* **Passage to read**:
- - - - - - -

- One of the GWC 6-Man Tag Team Championship belts

Details
- Promotion: Guts World [ja] (2006–2018); GanPro (2019–2021); TTT (2021–2022);
- Date established: 2006
- Date retired: May 21, 2022

Statistics
- First champions: Gami, Guts Ishijima and Minami
- Final champions: Jun Masaoka, Kohei Kinoshita and Mataro Aoki
- Most reigns: Devil Michio CHAN (Chango, Guts Ishijima and Michio Kageyama) and Ganpochi-gun (Ken Ohka, Yumehito Imanari and Miss Mongol) (2 reigns)
- Longest reign: Amigo Suzuki, Chango and Guts Ishijima (539 days)
- Shortest reign: Masashi Takeda, Masato Shibata and Kotaru Nasu (<1 day)

= GWC 6-Man Tag Team Championship =

Professional wrestling trios tag team championship

The GWC 6-Man Tag Team Championship (GWC認定6人タッグ王座, GWC-nintei Roku-nin Taggu Ōza) was a six-person tag team title established in 2006 by the Japanese professional wrestling promotion Guts World Pro-Wrestling. After the promotion folded in 2018, the titles moved to Ganbare☆Pro-Wrestling, a sub-brand of DDT Pro-Wrestling. In June 2021, the title went to Total Triumph Team Pro-Wrestling when Guts Ishijima became a nine-time champion.

- - - - - - -

* **Entries provided**:
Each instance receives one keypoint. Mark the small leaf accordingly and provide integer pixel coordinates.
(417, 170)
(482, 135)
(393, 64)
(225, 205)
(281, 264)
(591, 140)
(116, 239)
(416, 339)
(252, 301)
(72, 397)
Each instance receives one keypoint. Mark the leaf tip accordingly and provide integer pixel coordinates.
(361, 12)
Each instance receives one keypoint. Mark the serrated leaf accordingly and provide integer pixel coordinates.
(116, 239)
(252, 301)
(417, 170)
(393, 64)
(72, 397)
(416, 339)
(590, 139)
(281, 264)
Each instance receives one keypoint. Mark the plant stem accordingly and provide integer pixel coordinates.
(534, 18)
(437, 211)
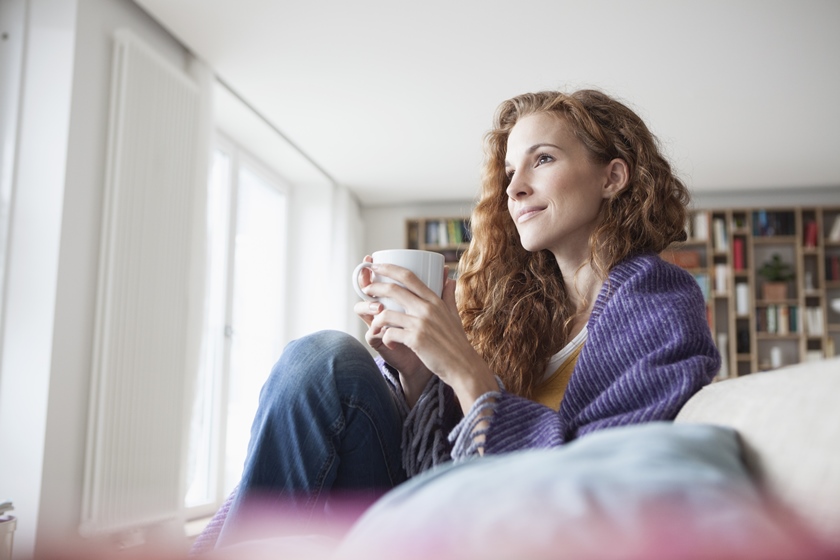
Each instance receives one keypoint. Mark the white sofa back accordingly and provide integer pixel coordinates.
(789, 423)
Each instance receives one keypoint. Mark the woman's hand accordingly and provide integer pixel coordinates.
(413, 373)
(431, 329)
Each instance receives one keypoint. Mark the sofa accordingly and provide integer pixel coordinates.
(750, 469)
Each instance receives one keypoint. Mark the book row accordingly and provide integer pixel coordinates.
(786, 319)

- - - - - - -

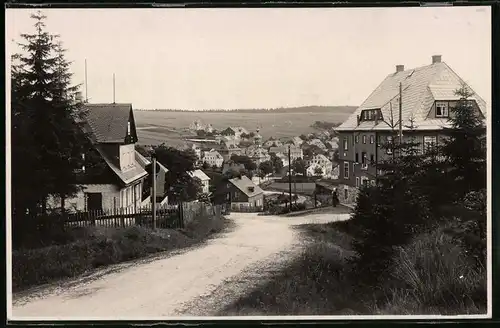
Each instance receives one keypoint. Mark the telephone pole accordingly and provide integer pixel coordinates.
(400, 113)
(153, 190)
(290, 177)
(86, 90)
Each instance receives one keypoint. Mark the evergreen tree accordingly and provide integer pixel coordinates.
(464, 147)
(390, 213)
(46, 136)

- - - - - - -

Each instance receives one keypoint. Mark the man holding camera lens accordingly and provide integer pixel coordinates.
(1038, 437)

- - - - - - -

* **Job**: Copy the championship text from "Professional wrestling trios" to "a nine-time champion.", inclusive, and change "sub-brand" to "subsidiary brand". Use only the championship text for what comes next.

* **Solution to this problem**:
Professional wrestling trios tag team championship

The GWC 6-Man Tag Team Championship (GWC認定6人タッグ王座, GWC-nintei Roku-nin Taggu Ōza) was a six-person tag team title established in 2006 by the Japanese professional wrestling promotion Guts World Pro-Wrestling. After the promotion folded in 2018, the titles moved to Ganbare☆Pro-Wrestling, a subsidiary brand of DDT Pro-Wrestling. In June 2021, the title went to Total Triumph Team Pro-Wrestling when Guts Ishijima became a nine-time champion.